--- START DATA FOR PROCESSING ---

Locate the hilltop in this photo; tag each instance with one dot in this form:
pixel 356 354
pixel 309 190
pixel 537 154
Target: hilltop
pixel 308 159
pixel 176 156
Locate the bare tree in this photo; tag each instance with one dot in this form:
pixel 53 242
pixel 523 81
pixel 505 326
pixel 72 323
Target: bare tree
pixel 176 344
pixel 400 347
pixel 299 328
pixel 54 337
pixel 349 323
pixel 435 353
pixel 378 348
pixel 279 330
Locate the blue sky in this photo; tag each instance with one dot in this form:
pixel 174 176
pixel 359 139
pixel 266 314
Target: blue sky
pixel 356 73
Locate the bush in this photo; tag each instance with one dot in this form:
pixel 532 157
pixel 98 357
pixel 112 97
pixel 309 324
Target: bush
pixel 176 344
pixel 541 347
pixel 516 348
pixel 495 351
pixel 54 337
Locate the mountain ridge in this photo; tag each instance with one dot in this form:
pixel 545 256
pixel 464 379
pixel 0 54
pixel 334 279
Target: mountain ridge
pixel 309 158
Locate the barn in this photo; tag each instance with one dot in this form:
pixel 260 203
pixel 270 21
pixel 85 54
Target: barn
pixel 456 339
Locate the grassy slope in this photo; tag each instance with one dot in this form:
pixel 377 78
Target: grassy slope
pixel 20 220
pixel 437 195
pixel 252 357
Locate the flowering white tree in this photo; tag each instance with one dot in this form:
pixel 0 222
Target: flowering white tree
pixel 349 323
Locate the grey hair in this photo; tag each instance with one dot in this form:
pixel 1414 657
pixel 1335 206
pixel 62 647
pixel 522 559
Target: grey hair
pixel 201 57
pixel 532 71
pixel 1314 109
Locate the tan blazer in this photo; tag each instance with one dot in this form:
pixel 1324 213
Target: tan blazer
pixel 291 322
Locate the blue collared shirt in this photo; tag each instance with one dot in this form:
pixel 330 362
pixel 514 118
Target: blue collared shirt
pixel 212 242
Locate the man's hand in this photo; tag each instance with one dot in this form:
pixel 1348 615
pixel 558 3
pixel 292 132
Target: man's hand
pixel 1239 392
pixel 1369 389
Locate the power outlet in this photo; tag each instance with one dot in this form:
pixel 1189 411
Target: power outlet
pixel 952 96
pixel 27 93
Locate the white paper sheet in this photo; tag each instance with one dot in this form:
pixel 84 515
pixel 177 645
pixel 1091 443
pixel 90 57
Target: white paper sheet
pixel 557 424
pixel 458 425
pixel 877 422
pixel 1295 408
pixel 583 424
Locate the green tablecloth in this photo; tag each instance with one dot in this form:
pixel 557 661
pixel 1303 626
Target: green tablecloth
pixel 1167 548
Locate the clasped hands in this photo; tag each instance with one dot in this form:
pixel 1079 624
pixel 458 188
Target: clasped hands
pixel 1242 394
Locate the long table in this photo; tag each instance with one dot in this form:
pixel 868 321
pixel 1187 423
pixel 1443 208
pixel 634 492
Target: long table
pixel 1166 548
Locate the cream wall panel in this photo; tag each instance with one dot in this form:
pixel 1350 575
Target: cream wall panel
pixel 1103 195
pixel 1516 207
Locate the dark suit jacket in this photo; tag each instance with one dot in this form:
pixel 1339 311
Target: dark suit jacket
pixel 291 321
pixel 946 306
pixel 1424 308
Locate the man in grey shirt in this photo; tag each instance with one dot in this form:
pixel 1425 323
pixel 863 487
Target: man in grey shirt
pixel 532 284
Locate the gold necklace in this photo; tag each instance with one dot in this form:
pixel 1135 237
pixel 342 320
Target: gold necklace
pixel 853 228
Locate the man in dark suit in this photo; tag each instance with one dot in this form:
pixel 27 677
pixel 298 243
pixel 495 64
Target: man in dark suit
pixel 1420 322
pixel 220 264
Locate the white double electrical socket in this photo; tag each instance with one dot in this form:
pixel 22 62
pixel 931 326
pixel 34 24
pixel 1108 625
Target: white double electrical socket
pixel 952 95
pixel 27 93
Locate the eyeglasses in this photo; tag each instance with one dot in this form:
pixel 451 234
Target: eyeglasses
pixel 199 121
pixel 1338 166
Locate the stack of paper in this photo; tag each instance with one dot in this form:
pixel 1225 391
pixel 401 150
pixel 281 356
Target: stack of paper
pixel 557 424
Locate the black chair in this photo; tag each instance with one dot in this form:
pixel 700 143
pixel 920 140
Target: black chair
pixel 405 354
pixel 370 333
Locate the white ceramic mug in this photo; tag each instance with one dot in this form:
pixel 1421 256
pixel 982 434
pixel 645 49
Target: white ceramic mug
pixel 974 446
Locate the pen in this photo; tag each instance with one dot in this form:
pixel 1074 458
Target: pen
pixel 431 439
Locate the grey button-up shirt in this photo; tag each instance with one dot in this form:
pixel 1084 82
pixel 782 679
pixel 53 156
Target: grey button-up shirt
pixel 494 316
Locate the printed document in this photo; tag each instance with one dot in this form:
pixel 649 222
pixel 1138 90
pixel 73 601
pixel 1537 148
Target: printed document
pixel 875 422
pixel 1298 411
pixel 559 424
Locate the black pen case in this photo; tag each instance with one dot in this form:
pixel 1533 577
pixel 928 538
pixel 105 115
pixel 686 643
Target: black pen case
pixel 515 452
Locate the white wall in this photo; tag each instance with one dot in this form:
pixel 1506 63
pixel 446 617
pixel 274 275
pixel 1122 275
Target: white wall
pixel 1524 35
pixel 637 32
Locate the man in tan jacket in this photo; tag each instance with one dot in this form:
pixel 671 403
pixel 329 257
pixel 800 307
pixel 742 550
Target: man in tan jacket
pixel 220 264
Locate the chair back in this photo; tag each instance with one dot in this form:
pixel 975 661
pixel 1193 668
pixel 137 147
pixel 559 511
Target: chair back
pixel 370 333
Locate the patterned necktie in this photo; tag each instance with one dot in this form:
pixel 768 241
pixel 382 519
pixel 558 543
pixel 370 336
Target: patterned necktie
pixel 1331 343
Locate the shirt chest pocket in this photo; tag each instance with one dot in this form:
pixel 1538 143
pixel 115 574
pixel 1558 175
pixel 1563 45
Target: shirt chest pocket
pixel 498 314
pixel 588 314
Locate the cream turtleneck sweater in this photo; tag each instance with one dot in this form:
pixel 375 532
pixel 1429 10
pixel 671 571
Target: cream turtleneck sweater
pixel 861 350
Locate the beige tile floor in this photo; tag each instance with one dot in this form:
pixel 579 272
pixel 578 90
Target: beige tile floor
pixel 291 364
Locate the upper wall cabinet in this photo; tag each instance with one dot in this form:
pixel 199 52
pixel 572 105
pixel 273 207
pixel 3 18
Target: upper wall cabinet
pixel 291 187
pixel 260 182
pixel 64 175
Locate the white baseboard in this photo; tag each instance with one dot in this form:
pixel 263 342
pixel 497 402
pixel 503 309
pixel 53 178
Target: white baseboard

--- END DATA FOR PROCESSING ---

• GOAL
Please convert every line of the listing above into a Markdown table with the columns Row and Line, numbering the rows and leaving out any blank lines.

• RESULT OF THIS EXERCISE
| Row | Line |
|---|---|
| 1 | Locate the hilltop in this photo; tag each instance with one dot in this form: |
| 2 | pixel 356 354 |
| 3 | pixel 309 190 |
| 4 | pixel 537 154 |
| 5 | Target: hilltop |
| 6 | pixel 308 159 |
| 7 | pixel 176 156 |
| 8 | Locate the bare tree in this photo; tag each instance with one dot in this form: |
| 9 | pixel 53 242 |
| 10 | pixel 523 81 |
| 11 | pixel 505 326 |
| 12 | pixel 72 323 |
| 13 | Target: bare tree |
| 14 | pixel 176 344 |
| 15 | pixel 400 347 |
| 16 | pixel 299 328 |
| 17 | pixel 54 337 |
| 18 | pixel 349 323 |
| 19 | pixel 435 353 |
| 20 | pixel 378 348 |
| 21 | pixel 279 330 |
| 22 | Locate the blue sky in this photo; tag each instance with one dot in this form: |
| 23 | pixel 174 176 |
| 24 | pixel 359 139 |
| 25 | pixel 266 314 |
| 26 | Target: blue sky |
| 27 | pixel 356 73 |
| 28 | Locate the bush in this photo; tag each instance with one dot in this form: |
| 29 | pixel 532 157 |
| 30 | pixel 98 357 |
| 31 | pixel 112 97 |
| 32 | pixel 309 324 |
| 33 | Target: bush |
| 34 | pixel 176 344 |
| 35 | pixel 541 347 |
| 36 | pixel 516 348 |
| 37 | pixel 495 351 |
| 38 | pixel 54 337 |
| 39 | Locate the mountain ridge in this photo; tag each instance with one dot in this form: |
| 40 | pixel 545 256 |
| 41 | pixel 464 379 |
| 42 | pixel 0 54 |
| 43 | pixel 334 279 |
| 44 | Target: mountain ridge |
| 45 | pixel 309 158 |
| 46 | Locate the barn in this photo; tag each instance with one dot in this form: |
| 47 | pixel 260 203 |
| 48 | pixel 270 21 |
| 49 | pixel 85 54 |
| 50 | Target: barn |
| 51 | pixel 456 339 |
| 52 | Locate the grassy slope in this photo; tag each instance with one dot in this form: |
| 53 | pixel 377 78 |
| 54 | Target: grassy slope |
| 55 | pixel 20 220 |
| 56 | pixel 437 195 |
| 57 | pixel 252 357 |
| 58 | Locate the flowering white tree in this photo; tag each instance with one dot in this form: |
| 59 | pixel 0 222 |
| 60 | Target: flowering white tree |
| 61 | pixel 349 323 |
| 62 | Locate the grey hair in this photo; tag each instance with one dot in this form: |
| 63 | pixel 1414 657 |
| 64 | pixel 1335 206 |
| 65 | pixel 62 647 |
| 66 | pixel 522 559 |
| 67 | Target: grey hair |
| 68 | pixel 201 57 |
| 69 | pixel 532 71 |
| 70 | pixel 1314 109 |
| 71 | Locate the tan blazer in this photo; tag each instance with one dot in this form: |
| 72 | pixel 1324 213 |
| 73 | Target: tan blazer |
| 74 | pixel 291 322 |
| 75 | Locate the blue collared shirt in this photo; tag each instance with one dot in this form: |
| 76 | pixel 330 362 |
| 77 | pixel 514 118 |
| 78 | Target: blue collared shirt |
| 79 | pixel 212 242 |
| 80 | Locate the man's hand in this photo; tag each instance with one dot in this form: |
| 81 | pixel 1348 615 |
| 82 | pixel 558 3 |
| 83 | pixel 292 132 |
| 84 | Target: man's hand |
| 85 | pixel 1239 392 |
| 86 | pixel 1369 389 |
| 87 | Locate the power outlet in this photo; tag each instance with one dot in this form: |
| 88 | pixel 1189 411 |
| 89 | Target: power outlet |
| 90 | pixel 952 96 |
| 91 | pixel 27 93 |
| 92 | Locate the white paper sheet in this photo; tag each instance with one dot in this form: |
| 93 | pixel 84 515 |
| 94 | pixel 177 645 |
| 95 | pixel 1091 443 |
| 96 | pixel 90 57 |
| 97 | Target: white paper sheet |
| 98 | pixel 557 424 |
| 99 | pixel 458 425 |
| 100 | pixel 877 422 |
| 101 | pixel 1295 408 |
| 102 | pixel 583 424 |
| 103 | Locate the green tablecloth in this photo; tag each instance with one dot in this form: |
| 104 | pixel 557 661 |
| 105 | pixel 1303 626 |
| 106 | Target: green tablecloth |
| 107 | pixel 1167 548 |
| 108 | Locate the clasped hands in this photo; tag each instance with one dot in this form: |
| 109 | pixel 1079 624 |
| 110 | pixel 458 188 |
| 111 | Target: clasped hands |
| 112 | pixel 1242 394 |
| 113 | Locate the long table in this photo; tag each instance with one dot in this form: |
| 114 | pixel 868 321 |
| 115 | pixel 1187 423 |
| 116 | pixel 1443 208 |
| 117 | pixel 634 492 |
| 118 | Target: long table |
| 119 | pixel 1166 548 |
| 120 | Locate the cream wall panel in this photo; tag each instance with one dot in this form: |
| 121 | pixel 1350 575 |
| 122 | Target: cream wall panel |
| 123 | pixel 1103 195 |
| 124 | pixel 1516 207 |
| 125 | Locate the dark suit jacket in this photo; tag each instance with one dot in this form: |
| 126 | pixel 1339 311 |
| 127 | Target: dark suit jacket |
| 128 | pixel 291 321 |
| 129 | pixel 946 306 |
| 130 | pixel 1424 308 |
| 131 | Locate the man in grey shirt in this photo; tag each instance with one dot in this form: |
| 132 | pixel 1425 323 |
| 133 | pixel 863 487 |
| 134 | Target: man in grey shirt |
| 135 | pixel 532 284 |
| 136 | Locate the gold necklace in this photo; tag each instance with one dot in this form: |
| 137 | pixel 1135 237 |
| 138 | pixel 342 320 |
| 139 | Target: gold necklace |
| 140 | pixel 853 228 |
| 141 | Locate the man in dark suit in this photo; tag each instance with one dot in this form: |
| 142 | pixel 27 677 |
| 143 | pixel 298 243 |
| 144 | pixel 495 64 |
| 145 | Target: man in dark suit |
| 146 | pixel 1420 322 |
| 147 | pixel 220 264 |
| 148 | Locate the white double electrical socket in this photo; tag each instance with one dot in this form: |
| 149 | pixel 22 62 |
| 150 | pixel 931 326 |
| 151 | pixel 34 24 |
| 152 | pixel 1108 625 |
| 153 | Target: white double electrical socket |
| 154 | pixel 952 95 |
| 155 | pixel 27 93 |
| 156 | Locate the eyeglasses in this photo; tag each instance with one dot in this form: |
| 157 | pixel 451 234 |
| 158 | Target: eyeglasses |
| 159 | pixel 199 121 |
| 160 | pixel 1338 166 |
| 161 | Locate the stack of paper in this photo; tag each instance with one dot in this form: |
| 162 | pixel 1225 391 |
| 163 | pixel 401 150 |
| 164 | pixel 281 356 |
| 165 | Target: stack of paper |
| 166 | pixel 557 424 |
| 167 | Locate the black chair in this photo; tag each instance with one dot in this form: |
| 168 | pixel 700 143 |
| 169 | pixel 920 140 |
| 170 | Target: black chair |
| 171 | pixel 405 354 |
| 172 | pixel 370 333 |
| 173 | Locate the white ceramic mug in this photo; tag each instance with one dot in this form: |
| 174 | pixel 1421 256 |
| 175 | pixel 982 434 |
| 176 | pixel 645 49 |
| 177 | Target: white ceramic mug |
| 178 | pixel 974 446 |
| 179 | Locate the pen in this photo; tag each instance with one dot in this form: |
| 180 | pixel 1074 458 |
| 181 | Target: pen |
| 182 | pixel 431 439 |
| 183 | Locate the grey button-up shirt in this photo; tag each instance with one dot in this form: |
| 184 | pixel 1084 82 |
| 185 | pixel 782 679 |
| 186 | pixel 53 156 |
| 187 | Target: grey button-up shirt |
| 188 | pixel 494 316 |
| 189 | Locate the printed document in this photo; tag each instance with one dot in this form: |
| 190 | pixel 649 222 |
| 191 | pixel 1138 90 |
| 192 | pixel 73 601 |
| 193 | pixel 1537 148 |
| 194 | Target: printed document |
| 195 | pixel 875 422 |
| 196 | pixel 1298 411 |
| 197 | pixel 559 424 |
| 198 | Locate the black pen case in this photo; tag each instance with one dot in this form: |
| 199 | pixel 1533 577 |
| 200 | pixel 928 538 |
| 201 | pixel 105 115 |
| 202 | pixel 686 643 |
| 203 | Target: black pen case |
| 204 | pixel 515 452 |
| 205 | Locate the white wall in this photo; tag each instance with one dot in this form: |
| 206 | pixel 1506 63 |
| 207 | pixel 446 617 |
| 208 | pixel 274 275 |
| 209 | pixel 1122 275 |
| 210 | Target: white wall |
| 211 | pixel 1524 35 |
| 212 | pixel 637 32 |
| 213 | Locate the man in tan jacket in this photo; tag each instance with one dot in this form: |
| 214 | pixel 671 403 |
| 215 | pixel 329 257 |
| 216 | pixel 800 307 |
| 217 | pixel 742 550 |
| 218 | Target: man in tan jacket |
| 219 | pixel 220 264 |
| 220 | Locate the chair back in this photo; tag each instance with one dot in this form: |
| 221 | pixel 975 661 |
| 222 | pixel 1193 668 |
| 223 | pixel 137 147 |
| 224 | pixel 559 511 |
| 225 | Target: chair back |
| 226 | pixel 370 333 |
| 227 | Locate the patterned necktie in this photo; tag each instance with one dot in this form: |
| 228 | pixel 768 241 |
| 229 | pixel 382 519 |
| 230 | pixel 558 543 |
| 231 | pixel 370 336 |
| 232 | Target: patterned necktie |
| 233 | pixel 1331 343 |
| 234 | Locate the shirt chest pocket in this photo; tag each instance with one dot in this form: |
| 235 | pixel 1538 143 |
| 236 | pixel 115 574 |
| 237 | pixel 1558 175 |
| 238 | pixel 1563 45 |
| 239 | Target: shirt chest pocket |
| 240 | pixel 498 314 |
| 241 | pixel 588 314 |
| 242 | Locate the cream turtleneck sweater in this photo; tag each instance with one dot in this form: |
| 243 | pixel 375 532 |
| 244 | pixel 1429 10 |
| 245 | pixel 671 571 |
| 246 | Target: cream turtleneck sweater |
| 247 | pixel 861 350 |
| 248 | Locate the beige tile floor in this photo; tag each instance with one dot in this form: |
| 249 | pixel 579 272 |
| 250 | pixel 578 90 |
| 251 | Target: beige tile floor |
| 252 | pixel 291 364 |
| 253 | Locate the upper wall cabinet in this photo; tag each instance with one dot in this form: |
| 254 | pixel 199 52 |
| 255 | pixel 572 105 |
| 256 | pixel 273 207 |
| 257 | pixel 3 18 |
| 258 | Target: upper wall cabinet |
| 259 | pixel 291 187 |
| 260 | pixel 260 182 |
| 261 | pixel 64 175 |
| 262 | Locate the white baseboard in this photo; tag each instance with one dot in this form: |
| 263 | pixel 263 342 |
| 264 | pixel 497 402 |
| 265 | pixel 503 309 |
| 266 | pixel 53 178 |
| 267 | Target: white baseboard |